* **Page text**
Medical isotope shortage threatens treatments

ALBUQUERQUE, N.M. (AP) - August 17, 2009 Some 16 million people in the United States - 40,000 patients each day - undergo medical imaging procedures using the isotope, technetium-99. Eighty percent of nuclear medicine scans use it.

Ninety-one percent of hospitals, pharmacies and commercial imaging groups that answered a June survey by the Society of Nuclear Medicine said the shortage had affected them.

"You already have a vulnerable population with cancer, so it's not trivial," said Dr. Jeffrey Norenberg, who heads the National Association of Nuclear Pharmacies and directs radiopharmaceutical sciences at the University of New Mexico.

Technetium-99 is processed from molybdenum-99 and used in body scans for cancer, heart disease or kidney illness. It's combined with a substance to target a specific organ or tumor, then that tracer is injected and a gamma camera looks at the distribution of radioactivity to spot problems.

The shortage began with the shutdown of a Canadian nuclear reactor in Chalk River, Ontario, that produces half the U.S. supply of molydenum-99. Technetium-99 must be made daily because it lasts just six to 12 hours.

The Canadian reactor and another in the Netherlands produce most of the U.S. and European supply. The Dutch reactor is down for maintenance for several weeks, then will be offline for up to six months next year.

"With both of them offline, it's very perilous," Norenberg said.

In the meantime, the U.S. is getting a smaller supply from South Africa.

* **Exercise 1**
According to the isotope shortage article, how long does technetium-99 last?
* **Exercise 2**
Duplicate the passage of the isotope shortage article starting with "Technetium-99 is processed" and going on through "to 12 hours.".
The listing after the isotope shortage article is separate material with no connection to it.

* **Material supplied**
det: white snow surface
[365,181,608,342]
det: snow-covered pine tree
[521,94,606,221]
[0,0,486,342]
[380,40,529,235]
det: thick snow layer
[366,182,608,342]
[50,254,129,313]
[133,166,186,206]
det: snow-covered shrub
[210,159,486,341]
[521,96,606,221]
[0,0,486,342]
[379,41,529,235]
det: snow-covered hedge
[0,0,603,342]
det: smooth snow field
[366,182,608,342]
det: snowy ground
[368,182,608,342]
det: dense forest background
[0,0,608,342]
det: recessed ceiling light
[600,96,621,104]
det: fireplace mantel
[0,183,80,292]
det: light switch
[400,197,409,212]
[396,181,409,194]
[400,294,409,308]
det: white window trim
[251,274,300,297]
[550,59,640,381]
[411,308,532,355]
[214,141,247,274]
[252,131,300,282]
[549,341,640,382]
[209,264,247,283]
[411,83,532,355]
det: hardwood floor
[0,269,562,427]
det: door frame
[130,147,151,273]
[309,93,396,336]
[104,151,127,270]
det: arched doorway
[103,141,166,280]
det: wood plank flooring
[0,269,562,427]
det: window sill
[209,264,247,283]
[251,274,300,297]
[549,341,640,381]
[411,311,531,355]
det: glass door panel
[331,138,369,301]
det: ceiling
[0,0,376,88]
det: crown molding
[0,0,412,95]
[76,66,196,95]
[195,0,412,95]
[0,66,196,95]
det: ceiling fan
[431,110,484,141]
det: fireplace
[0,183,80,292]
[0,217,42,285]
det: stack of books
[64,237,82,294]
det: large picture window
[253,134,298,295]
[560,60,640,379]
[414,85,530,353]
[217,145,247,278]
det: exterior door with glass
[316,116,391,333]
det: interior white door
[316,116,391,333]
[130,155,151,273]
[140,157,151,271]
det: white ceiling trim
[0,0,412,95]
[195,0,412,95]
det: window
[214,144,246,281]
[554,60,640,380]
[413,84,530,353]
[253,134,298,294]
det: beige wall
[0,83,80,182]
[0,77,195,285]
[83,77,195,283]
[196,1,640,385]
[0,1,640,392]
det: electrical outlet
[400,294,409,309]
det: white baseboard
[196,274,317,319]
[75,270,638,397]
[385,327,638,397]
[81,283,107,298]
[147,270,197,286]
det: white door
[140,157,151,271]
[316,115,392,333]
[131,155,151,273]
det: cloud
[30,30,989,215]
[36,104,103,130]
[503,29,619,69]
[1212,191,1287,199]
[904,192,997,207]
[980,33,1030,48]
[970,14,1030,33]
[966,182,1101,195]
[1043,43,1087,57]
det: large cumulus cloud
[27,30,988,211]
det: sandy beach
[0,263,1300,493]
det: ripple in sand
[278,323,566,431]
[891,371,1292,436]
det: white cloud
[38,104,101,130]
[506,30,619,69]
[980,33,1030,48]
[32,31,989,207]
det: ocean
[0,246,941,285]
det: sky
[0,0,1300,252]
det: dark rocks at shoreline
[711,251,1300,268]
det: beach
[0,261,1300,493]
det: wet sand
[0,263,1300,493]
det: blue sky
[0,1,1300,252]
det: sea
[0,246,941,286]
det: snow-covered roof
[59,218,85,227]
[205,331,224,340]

* **Problem solution 1**
Six to 12 hours.

* **Problem solution 2**
Technetium-99 is processed from molybdenum-99 and used in body scans for cancer, heart disease or kidney illness. It's combined with a substance to target a specific organ or tumor, then that tracer is injected and a gamma camera looks at the distribution of radioactivity to spot problems.

The shortage began with the shutdown of a Canadian nuclear reactor in Chalk River, Ontario, that produces half the U.S. supply of molydenum-99. Technetium-99 must be made daily because it lasts just six to 12 hours.